[Request] Rewrite the lines starting at the one that contains "One point lands on every instance of the window, laid" and ending at the one that contains "pixel 368 76" as a numbered list, leaving out any blank lines.

[Data in this exercise]
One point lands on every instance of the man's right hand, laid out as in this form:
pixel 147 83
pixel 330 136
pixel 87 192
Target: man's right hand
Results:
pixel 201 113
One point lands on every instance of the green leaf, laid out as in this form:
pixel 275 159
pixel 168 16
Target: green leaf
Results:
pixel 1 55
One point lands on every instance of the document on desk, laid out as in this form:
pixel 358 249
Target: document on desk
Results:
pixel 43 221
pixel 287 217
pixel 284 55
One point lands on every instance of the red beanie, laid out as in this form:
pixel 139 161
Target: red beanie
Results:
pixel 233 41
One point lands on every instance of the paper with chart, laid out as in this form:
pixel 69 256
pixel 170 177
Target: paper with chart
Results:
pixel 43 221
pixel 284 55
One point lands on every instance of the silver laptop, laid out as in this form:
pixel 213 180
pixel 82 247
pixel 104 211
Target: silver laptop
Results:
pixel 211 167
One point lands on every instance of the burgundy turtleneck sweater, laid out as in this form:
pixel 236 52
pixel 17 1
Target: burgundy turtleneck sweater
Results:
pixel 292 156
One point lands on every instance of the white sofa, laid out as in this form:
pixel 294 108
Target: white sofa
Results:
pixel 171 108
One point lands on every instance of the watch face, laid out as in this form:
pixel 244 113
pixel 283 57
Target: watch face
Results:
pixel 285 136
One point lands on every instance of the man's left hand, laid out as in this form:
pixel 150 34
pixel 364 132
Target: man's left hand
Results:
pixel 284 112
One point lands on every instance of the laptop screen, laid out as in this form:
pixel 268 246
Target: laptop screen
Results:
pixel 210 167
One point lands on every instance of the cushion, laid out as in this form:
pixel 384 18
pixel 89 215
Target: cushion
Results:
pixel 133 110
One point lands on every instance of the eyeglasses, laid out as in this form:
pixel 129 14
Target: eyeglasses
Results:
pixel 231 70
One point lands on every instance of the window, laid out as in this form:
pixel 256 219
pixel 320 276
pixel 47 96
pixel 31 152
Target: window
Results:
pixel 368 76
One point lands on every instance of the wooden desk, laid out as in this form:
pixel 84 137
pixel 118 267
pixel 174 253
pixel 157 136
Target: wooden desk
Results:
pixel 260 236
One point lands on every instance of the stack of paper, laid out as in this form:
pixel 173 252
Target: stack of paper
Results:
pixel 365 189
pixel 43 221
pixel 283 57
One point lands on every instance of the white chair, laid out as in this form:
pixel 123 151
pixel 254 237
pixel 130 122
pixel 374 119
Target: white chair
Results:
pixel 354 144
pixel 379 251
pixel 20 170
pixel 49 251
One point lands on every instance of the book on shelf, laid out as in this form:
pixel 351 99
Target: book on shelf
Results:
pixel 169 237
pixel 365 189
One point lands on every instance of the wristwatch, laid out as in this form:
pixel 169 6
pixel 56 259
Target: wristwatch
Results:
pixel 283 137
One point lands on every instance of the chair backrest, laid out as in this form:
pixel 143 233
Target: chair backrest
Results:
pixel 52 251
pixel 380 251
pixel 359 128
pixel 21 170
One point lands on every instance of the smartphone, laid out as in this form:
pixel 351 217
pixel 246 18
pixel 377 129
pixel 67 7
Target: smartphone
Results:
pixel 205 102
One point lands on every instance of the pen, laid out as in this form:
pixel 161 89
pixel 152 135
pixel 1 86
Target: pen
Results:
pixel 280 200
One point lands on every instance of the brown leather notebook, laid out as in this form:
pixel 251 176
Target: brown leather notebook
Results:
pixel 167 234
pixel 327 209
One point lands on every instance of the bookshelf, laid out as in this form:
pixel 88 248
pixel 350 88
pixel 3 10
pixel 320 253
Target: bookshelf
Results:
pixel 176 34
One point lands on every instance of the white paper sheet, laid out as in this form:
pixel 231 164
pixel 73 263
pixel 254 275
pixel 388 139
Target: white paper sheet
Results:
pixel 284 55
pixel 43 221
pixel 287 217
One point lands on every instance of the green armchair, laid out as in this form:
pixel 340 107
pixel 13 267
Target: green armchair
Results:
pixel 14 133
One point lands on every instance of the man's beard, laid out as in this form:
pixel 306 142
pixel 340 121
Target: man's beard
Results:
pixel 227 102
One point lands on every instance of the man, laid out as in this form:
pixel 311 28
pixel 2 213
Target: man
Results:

[The result]
1. One point lands on every instance of the window, laid out as in this form:
2. pixel 256 219
3. pixel 320 276
4. pixel 47 96
5. pixel 31 152
6. Target: window
7. Results:
8. pixel 368 76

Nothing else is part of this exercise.